COVID-19 vaccine founders succeed in developing cancer vaccine

COVID-19 vaccine founders succeed in developing cancer vaccine

ISTANBUL
COVID-19 vaccine founders succeed in developing cancer vaccine

The Turkish-German couple, who invented BioNTech, the first effective vaccine against COVID-19, with the U.S. giant Pfizer and saved millions of lives, has now succeeded in developing a vaccine that prevents pancreatic cancer from reforming.

Özlem Türeci and Uğur Şahin recently flew to the U.S. and presented the results of the first phase of the clinical trials of their new pancreas cancer vaccine at the American Society of Clinical Oncology’s (ASCO) annual conference in Chicago.

Generating excitement at the conference, the couple then met prominent experts in the fight against pancreatic cancer in New York.

The surveys held until now worldwide showed that only 20 percent of the pancreatic cancer patients can be operated and a very rare number of them can survive in long term.

What the survey showed also was that all these patients had one thing in common: “T cells,” which protect the body against infections and fight cancer.

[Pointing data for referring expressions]
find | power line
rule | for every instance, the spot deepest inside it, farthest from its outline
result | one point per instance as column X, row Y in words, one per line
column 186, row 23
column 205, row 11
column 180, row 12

EXERCISE:
According to the article on the pancreatic cancer vaccine, at which conference did Özlem Türeci and Uğur Şahin present the first-phase trial results? The listing comes from a different source than the article.

YOUR SOLUTION:
The American Society of Clinical Oncology's (ASCO) annual conference in Chicago.